A USEFUL EVALUATION TOOL
The Hartford Steam Boiler’s Transformer Oil Gas Analyst Program, TOGAT, is an effective way to protect a facility from transformer reliability issues. It uses insulating oil samples from operating transformers, oil-filled circuit breakers, and other equipment to analyze for signs of abnormal operation.
The physical and gassing properties of insulating oil are well understood, and they are useful for evaluating equipment condition. As the insulating material or fluid is exposed to energy that is normally in the form of heat, gases are formed. Depending on the type and chemical formation of the insulating fluid, these gases can create a picture through interpretation that points toward a particular type of problem or condition. A condition can also develop from the equipment application, so it is important to know where the equipment is located.
Photo courtesy of Hartford Steam Boiler.
SCHEDULING AND FOLLOW-UP
Keys to any successful maintenance program are performing maintenance at the right time and following up on the action needed. The TOGA program specifically focuses on these points to help reduce or eliminate transformer reliability issues from resource- draining forced outages. TOGA uses a combination of an automatic sample-ordering program with maintenance action follow-up to ensure the needed actions do not fall through the cracks of a changing maintenance departmental structure.
TOGA samples can be taken during most conditions without removing the equipment from service, but there are some exceptions. Electrical safety procedures must be followed, especially if exposed, energized electrical conductors are near the sample point vicinity. Some fluid tests are sensitive to the weather, and taking the sample during high humidity conditions, such as during a storm, may affect the test results. Many TOGA customers plan their sample schedules based on the regional weather and peak loading conditions.
Industry standards recommend routine annual Dissolved Gas Analysis (DGA), moisture analysis, and a set of screen tests that check the insulating oil for signs of problems. Sometimes these recommendations are specific to an equipment application such as electricity generation or a manufacturing process. Transformers that have a critical application will normally have a more frequent sampling schedule. Some transformers have certain design characteristics that warrant increased testing frequencies for insulating oil moisture content. One example is water-cooled heat exchangers.

********************

EXERCISE TASKS ->
(A) Answer these questions using the transformer oil passage above:
(i) What forms when insulating material or fluid is exposed to energy, usually heat?
(ii) What weather condition, such as during a storm, may affect the test results?
(iii) What is given as an example of a design characteristic that calls for more frequent moisture testing?
(B) Copy the transformer oil passage word for word from "The physical and" to "equipment is located.".

********************

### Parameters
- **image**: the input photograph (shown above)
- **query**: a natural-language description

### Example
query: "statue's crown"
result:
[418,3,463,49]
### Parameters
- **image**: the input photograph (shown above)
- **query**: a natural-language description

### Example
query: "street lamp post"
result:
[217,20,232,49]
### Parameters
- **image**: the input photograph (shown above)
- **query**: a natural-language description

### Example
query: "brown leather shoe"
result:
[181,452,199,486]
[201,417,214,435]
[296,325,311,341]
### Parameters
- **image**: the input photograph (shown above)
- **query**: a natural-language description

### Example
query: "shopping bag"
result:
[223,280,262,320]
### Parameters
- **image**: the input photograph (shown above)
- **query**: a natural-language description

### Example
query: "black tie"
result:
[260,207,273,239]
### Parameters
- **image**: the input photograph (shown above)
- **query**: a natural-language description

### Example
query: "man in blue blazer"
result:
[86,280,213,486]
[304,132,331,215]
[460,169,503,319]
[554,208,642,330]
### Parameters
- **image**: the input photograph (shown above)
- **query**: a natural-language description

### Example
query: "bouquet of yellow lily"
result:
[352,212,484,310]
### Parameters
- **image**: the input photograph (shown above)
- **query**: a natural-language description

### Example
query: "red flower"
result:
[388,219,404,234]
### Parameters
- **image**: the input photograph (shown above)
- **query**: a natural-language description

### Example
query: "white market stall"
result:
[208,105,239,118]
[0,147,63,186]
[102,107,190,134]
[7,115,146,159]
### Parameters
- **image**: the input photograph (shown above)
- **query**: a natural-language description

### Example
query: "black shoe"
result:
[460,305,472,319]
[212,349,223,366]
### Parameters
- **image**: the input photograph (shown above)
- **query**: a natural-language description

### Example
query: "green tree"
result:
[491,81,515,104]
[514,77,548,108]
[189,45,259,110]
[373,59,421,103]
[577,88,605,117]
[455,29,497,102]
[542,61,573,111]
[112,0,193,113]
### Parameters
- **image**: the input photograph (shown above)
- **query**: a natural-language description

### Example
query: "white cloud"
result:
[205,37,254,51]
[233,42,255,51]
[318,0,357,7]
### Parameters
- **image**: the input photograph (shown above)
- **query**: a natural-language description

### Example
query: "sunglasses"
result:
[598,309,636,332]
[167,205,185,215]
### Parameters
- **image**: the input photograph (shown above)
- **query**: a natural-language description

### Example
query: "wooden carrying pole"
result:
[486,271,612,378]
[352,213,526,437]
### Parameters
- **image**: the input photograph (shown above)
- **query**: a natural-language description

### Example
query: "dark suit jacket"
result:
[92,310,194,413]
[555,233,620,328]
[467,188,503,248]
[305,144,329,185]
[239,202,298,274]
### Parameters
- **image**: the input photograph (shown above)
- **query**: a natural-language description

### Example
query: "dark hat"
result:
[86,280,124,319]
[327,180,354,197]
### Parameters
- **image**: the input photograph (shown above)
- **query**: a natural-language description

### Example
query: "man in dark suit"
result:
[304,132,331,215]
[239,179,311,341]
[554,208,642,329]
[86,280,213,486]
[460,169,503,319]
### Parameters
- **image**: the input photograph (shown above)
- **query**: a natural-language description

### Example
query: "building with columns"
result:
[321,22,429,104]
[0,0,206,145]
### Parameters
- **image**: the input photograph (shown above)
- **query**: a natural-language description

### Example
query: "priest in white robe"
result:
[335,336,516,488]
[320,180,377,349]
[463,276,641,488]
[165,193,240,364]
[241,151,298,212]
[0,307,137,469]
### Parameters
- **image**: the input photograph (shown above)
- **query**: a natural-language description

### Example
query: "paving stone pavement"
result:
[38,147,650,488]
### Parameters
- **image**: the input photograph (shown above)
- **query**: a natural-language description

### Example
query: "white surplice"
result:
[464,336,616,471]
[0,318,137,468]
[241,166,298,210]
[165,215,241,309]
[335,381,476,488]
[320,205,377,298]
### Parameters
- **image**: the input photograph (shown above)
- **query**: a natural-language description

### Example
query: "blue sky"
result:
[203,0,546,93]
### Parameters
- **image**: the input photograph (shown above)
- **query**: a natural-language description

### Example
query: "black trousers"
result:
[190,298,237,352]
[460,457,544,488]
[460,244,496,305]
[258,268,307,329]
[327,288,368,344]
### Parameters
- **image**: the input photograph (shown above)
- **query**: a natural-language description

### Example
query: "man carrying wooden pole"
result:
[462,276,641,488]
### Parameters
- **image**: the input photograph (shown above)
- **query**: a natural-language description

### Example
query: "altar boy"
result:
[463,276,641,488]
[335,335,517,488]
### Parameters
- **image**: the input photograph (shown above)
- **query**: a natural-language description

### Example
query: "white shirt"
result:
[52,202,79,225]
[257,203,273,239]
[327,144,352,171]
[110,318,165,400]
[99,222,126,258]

********************

OUTPUTS ->
(A)
(i) Gases.
(ii) High humidity.
(iii) Water-cooled heat exchangers.

(B)
The physical and gassing properties of insulating oil are well understood, and they are useful for evaluating equipment condition. As the insulating material or fluid is exposed to energy that is normally in the form of heat, gases are formed. Depending on the type and chemical formation of the insulating fluid, these gases can create a picture through interpretation that points toward a particular type of problem or condition. A condition can also develop from the equipment application, so it is important to know where the equipment is located.